THE REQUEST: Look for "For each instance of the blurred" in the listing below, then copy exactly the line it appears in and all lines after it to the end, and nothing more.

---------- SUPPLIED DATA ----------

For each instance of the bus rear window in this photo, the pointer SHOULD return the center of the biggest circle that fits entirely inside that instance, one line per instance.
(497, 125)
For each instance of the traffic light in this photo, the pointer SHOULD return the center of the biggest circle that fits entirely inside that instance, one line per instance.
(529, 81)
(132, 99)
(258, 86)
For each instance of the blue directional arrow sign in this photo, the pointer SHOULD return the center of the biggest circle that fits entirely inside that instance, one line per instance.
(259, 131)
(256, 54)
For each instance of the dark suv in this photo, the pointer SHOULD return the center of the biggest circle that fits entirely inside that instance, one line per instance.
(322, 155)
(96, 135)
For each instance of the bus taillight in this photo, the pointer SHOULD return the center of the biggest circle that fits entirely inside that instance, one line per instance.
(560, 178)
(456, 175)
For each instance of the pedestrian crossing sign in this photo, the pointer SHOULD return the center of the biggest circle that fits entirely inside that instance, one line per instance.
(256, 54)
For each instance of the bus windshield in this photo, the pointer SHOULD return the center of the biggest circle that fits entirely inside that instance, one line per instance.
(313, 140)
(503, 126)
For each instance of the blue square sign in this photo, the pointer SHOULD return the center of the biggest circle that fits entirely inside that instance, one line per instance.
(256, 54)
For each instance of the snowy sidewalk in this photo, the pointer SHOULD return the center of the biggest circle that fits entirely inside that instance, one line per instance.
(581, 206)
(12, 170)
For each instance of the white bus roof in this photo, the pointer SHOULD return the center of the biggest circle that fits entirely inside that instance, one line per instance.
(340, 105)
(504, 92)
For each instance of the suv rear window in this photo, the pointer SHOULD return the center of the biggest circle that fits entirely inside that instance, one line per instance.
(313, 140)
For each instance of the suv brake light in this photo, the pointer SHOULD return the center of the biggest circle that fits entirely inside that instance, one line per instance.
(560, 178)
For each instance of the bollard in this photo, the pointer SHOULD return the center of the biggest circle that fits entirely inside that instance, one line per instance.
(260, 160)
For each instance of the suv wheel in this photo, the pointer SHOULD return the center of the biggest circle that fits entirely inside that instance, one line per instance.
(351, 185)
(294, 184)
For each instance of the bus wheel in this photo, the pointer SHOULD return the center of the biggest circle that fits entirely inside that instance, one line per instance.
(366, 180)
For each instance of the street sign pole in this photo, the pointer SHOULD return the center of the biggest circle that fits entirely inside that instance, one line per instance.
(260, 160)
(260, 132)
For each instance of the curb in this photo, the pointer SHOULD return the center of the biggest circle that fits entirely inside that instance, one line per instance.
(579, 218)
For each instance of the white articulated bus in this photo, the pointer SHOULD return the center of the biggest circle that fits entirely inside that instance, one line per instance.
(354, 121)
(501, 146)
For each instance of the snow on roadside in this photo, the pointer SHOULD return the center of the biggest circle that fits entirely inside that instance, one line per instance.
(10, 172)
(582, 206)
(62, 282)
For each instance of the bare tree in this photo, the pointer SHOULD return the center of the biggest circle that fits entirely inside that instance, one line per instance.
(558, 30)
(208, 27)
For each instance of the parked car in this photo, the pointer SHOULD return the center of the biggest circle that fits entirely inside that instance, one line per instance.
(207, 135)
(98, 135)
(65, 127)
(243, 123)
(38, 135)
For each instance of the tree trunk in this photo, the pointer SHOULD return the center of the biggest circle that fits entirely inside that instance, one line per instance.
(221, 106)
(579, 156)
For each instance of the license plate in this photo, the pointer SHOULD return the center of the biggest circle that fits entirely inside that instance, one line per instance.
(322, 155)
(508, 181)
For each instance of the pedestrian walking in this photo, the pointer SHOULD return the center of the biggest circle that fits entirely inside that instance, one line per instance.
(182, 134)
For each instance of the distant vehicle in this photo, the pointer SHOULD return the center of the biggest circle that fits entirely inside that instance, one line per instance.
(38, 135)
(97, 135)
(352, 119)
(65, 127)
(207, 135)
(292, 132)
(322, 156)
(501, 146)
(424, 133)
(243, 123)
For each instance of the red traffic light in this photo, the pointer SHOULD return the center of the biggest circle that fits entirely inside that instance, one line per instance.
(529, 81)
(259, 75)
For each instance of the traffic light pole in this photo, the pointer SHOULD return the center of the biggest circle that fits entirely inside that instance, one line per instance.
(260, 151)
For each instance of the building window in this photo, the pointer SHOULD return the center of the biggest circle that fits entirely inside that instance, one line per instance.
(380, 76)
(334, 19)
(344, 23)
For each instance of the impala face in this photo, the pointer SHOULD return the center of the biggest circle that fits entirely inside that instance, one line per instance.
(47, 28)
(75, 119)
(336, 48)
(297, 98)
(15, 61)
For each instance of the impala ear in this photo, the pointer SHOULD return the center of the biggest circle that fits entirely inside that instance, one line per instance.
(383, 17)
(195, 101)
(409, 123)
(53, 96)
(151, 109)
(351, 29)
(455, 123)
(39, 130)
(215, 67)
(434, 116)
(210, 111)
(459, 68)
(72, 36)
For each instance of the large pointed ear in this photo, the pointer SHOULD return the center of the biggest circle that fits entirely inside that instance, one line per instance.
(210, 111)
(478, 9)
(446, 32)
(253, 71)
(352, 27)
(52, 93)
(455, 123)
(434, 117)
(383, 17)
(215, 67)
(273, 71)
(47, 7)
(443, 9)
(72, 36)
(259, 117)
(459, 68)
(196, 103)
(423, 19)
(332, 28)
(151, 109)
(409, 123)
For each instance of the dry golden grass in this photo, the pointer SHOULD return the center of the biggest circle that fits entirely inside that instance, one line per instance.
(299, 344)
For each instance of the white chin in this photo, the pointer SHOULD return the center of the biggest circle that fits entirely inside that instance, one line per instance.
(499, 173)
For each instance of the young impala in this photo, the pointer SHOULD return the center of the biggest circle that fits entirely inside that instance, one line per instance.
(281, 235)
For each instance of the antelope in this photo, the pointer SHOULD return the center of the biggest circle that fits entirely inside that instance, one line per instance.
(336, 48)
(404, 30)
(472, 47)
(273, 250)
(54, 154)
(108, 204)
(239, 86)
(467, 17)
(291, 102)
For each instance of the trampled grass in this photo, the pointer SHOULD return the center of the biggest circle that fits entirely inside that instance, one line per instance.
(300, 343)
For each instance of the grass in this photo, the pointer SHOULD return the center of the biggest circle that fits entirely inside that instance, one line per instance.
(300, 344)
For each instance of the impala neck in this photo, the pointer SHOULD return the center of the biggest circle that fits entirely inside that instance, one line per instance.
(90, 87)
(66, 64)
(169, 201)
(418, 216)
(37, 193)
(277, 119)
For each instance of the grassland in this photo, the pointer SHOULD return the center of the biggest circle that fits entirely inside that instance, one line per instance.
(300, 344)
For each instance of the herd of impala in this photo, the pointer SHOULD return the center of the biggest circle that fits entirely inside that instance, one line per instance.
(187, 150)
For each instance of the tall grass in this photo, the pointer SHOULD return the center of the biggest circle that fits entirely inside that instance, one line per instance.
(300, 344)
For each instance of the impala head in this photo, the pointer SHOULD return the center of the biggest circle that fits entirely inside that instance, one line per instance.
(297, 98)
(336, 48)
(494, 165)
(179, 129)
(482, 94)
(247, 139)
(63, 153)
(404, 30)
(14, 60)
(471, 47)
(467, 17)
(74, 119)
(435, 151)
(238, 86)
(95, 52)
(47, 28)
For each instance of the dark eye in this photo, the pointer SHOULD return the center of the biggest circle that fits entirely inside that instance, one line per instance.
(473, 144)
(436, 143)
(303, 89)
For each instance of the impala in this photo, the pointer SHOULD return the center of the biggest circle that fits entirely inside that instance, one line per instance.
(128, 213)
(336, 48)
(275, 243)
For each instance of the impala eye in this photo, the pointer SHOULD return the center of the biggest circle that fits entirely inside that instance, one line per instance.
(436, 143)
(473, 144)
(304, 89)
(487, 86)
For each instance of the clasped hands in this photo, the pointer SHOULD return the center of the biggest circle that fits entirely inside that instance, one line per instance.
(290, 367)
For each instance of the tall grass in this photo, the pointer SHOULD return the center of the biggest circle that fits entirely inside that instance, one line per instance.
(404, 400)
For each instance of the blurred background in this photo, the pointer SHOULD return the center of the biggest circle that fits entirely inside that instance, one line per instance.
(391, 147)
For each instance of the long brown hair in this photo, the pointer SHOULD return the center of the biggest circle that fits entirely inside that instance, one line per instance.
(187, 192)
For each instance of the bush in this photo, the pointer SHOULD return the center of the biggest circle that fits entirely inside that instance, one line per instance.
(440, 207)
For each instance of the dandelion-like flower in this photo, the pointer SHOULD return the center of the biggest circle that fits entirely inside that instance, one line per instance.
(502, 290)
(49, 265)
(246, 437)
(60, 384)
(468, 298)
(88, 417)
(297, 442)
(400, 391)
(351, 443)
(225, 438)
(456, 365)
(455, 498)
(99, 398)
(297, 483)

----------

RESPONSE:
For each instance of the blurred background in this photo, the pointer SHOULD return the center of the biggest circle that fits entirely inside that instance, one line per instance.
(391, 147)
For each instance of the long brown hair in this photo, the pointer SHOULD return the center of the biggest circle that fits entirely inside that instance, one line per instance.
(187, 192)
For each instance of the bush in this photo, the pointer SHOULD return the center of the biggest circle that fits entirely inside that instance, one line per instance.
(440, 207)
For each instance of the dandelion-like flower in this photo, the pointer SHOULD return the center of the biggest circle that fits entirely inside that instance, one line per instance.
(502, 290)
(49, 265)
(246, 437)
(60, 384)
(468, 298)
(88, 417)
(297, 442)
(400, 391)
(351, 443)
(225, 438)
(456, 365)
(455, 498)
(99, 398)
(297, 483)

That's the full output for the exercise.